=== Material provided ===

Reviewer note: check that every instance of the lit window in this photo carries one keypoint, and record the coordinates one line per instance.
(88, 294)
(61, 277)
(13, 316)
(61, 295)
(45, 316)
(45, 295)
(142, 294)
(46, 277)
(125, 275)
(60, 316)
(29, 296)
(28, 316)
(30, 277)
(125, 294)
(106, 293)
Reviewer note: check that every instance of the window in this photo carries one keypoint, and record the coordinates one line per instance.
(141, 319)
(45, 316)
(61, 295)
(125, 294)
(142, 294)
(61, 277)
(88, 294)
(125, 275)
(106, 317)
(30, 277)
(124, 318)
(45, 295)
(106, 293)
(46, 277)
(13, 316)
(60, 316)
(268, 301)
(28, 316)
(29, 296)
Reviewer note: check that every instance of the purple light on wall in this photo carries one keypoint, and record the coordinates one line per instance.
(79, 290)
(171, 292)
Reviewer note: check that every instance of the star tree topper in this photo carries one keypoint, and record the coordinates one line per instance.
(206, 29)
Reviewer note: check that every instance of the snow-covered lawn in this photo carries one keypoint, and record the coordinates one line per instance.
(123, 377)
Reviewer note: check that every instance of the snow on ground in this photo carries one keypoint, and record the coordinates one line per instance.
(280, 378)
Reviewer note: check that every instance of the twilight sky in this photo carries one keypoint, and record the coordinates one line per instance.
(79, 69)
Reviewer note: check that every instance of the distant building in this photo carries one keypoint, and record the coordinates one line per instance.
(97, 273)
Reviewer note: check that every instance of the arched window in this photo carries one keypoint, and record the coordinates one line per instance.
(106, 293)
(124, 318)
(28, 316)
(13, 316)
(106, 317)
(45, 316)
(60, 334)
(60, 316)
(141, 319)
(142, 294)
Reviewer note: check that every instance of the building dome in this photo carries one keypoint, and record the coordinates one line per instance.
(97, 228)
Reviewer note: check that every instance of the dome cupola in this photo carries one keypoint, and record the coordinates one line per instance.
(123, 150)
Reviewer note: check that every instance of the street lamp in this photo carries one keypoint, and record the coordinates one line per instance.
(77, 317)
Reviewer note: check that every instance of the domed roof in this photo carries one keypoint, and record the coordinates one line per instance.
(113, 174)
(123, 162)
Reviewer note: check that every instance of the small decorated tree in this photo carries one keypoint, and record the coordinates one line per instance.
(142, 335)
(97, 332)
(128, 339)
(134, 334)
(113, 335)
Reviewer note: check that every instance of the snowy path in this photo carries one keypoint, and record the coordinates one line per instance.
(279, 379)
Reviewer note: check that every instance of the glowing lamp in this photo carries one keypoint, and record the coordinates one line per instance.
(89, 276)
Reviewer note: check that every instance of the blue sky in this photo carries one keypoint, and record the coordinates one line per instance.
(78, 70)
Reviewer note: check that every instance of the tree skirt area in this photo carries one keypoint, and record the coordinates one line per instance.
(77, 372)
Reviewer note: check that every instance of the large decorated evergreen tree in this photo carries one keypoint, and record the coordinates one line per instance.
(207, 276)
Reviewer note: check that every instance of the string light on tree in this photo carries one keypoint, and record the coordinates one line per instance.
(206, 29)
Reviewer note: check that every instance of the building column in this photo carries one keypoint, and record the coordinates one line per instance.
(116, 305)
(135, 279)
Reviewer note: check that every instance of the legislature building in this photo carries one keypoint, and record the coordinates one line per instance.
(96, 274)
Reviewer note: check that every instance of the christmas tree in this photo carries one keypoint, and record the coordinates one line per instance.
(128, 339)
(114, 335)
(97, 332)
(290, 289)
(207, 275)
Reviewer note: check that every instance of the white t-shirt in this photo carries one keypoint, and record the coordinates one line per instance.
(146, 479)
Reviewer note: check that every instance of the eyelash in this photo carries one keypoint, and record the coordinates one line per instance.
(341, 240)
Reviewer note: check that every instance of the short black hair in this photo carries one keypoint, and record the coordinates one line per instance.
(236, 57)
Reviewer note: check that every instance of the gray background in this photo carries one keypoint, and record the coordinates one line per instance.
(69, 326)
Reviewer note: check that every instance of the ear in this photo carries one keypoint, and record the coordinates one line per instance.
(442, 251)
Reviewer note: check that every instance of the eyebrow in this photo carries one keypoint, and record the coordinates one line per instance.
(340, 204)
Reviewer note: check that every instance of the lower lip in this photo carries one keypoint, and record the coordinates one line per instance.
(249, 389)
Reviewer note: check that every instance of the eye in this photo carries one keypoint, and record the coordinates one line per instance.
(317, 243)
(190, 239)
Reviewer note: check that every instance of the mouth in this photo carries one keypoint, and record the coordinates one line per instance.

=== Task details ===
Please write out all of the records above, line for line, without changing a single character.

=== Result of the task ===
Reviewer note: check that every instance of the lit window in this photo carries one keypoint, and record the coordinates one line per instance.
(88, 294)
(61, 277)
(13, 316)
(61, 295)
(45, 316)
(45, 295)
(142, 294)
(46, 277)
(125, 275)
(60, 316)
(29, 296)
(28, 316)
(30, 277)
(125, 294)
(106, 293)
Reviewer note: check that every instance of the window in this photo carries one keypoint, and record the coordinates one line per instance.
(141, 319)
(45, 316)
(61, 295)
(125, 294)
(142, 294)
(61, 277)
(88, 294)
(125, 275)
(106, 317)
(30, 277)
(124, 318)
(45, 295)
(106, 293)
(46, 277)
(13, 316)
(60, 316)
(268, 301)
(28, 316)
(29, 296)
Reviewer note: check that every instance of the purple light on wall in this photo carries one keypoint, and record the coordinates one line per instance.
(79, 290)
(171, 292)
Reviewer note: check that every instance of the star tree topper in this photo carries one keypoint, and record the coordinates one line per instance.
(206, 29)
Reviewer note: check that every instance of the snow-covered lawn in this photo carries one keypoint, and record the coordinates one line per instance.
(123, 377)
Reviewer note: check that every instance of the snow on ground in this photo carries one keypoint, and record the coordinates one line per instance.
(280, 378)
Reviewer note: check that every instance of the twilight sky in this photo carries one keypoint, and record the coordinates one line per instance.
(79, 69)
Reviewer note: check that every instance of the distant building in this photo carries one keypoint, and record the coordinates one line per instance.
(97, 273)
Reviewer note: check that every instance of the arched window in this photo carries one keypoint, and record the coordinates one line per instance.
(106, 293)
(124, 318)
(28, 316)
(13, 316)
(106, 317)
(45, 316)
(60, 334)
(60, 316)
(141, 319)
(142, 294)
Reviewer note: check that every instance of the building dome in this photo carries one keypoint, and record the coordinates one line per instance.
(97, 228)
Reviewer note: check that every instance of the dome cupola in this photo carries one keypoint, and record the coordinates one line per instance.
(123, 150)
Reviewer note: check that every instance of the street lamp in this photo carries one keypoint, and record the coordinates one line per instance.
(77, 317)
Reviewer note: check that every instance of the domed roof in this photo carries one keypoint, and record the coordinates one line per instance.
(113, 174)
(123, 162)
Reviewer note: check that every instance of the small decorated tree in this photo carries one keypoint, and record the coordinates one line per instance.
(142, 335)
(97, 332)
(128, 339)
(134, 334)
(113, 335)
Reviewer note: check that every instance of the snowy path in this photo carries one keypoint, and record the coordinates one line per instance.
(279, 379)
Reviewer note: check that every instance of the glowing lamp in this photo carries one keypoint, and record the coordinates one line per instance.
(89, 276)
Reviewer note: check that every instance of the blue sky in this photo carries one keypoint, and record the coordinates one line per instance.
(78, 70)
Reviewer note: check that every instance of the tree skirt area in this photo carries one keypoint, and record the coordinates one line per instance.
(77, 372)
Reviewer note: check that every instance of the large decorated evergreen tree in this photo carries one keypoint, and record the coordinates one line per instance.
(207, 276)
Reviewer note: check that every instance of the string light on tree in this photo carries one keypoint, and record the coordinates one line per instance.
(206, 29)
Reviewer note: check that every instance of the building column in this photo carries one keypoint, and record the coordinates one line per instance.
(116, 305)
(135, 279)
Reviewer note: check that every instance of the legislature building in this photo carries one keypoint, and record the coordinates one line per instance.
(96, 274)
Reviewer note: check that every instance of the christmas tree in this photo carries one keypoint, and record the coordinates one line per instance.
(128, 339)
(114, 335)
(97, 332)
(290, 289)
(207, 275)
Reviewer note: check that every instance of the white t-shirt in this photo carries one keypoint, and record the coordinates one line per instance.
(146, 479)
Reviewer note: check that every instance of the eyelash in this photo carries one keypoint, and record the coordinates one line per instance.
(341, 240)
Reviewer note: check that every instance of the short black hair in this photo carries one keypoint, and record the coordinates one line per instance.
(236, 57)
Reviewer note: check that every instance of the gray background in this photo carries one keypoint, and record the coordinates one line per instance.
(69, 326)
Reviewer note: check that every instance of the ear in this photo carries one keypoint, and record the coordinates one line per instance.
(442, 251)
Reviewer note: check that every instance of the eyebrow in this photo carries one keypoint, and record the coordinates one line per instance.
(340, 204)
Reviewer note: check that every instance of the lower lip in this photo carries one keypoint, and record the coordinates one line per instance.
(249, 389)
Reviewer note: check that every instance of the eye in this photo carries one keypoint, and record the coordinates one line per instance.
(317, 243)
(190, 239)
Reviewer note: check that every instance of the mouth in this photo carries one keypoint, and record the coordinates one line per instance.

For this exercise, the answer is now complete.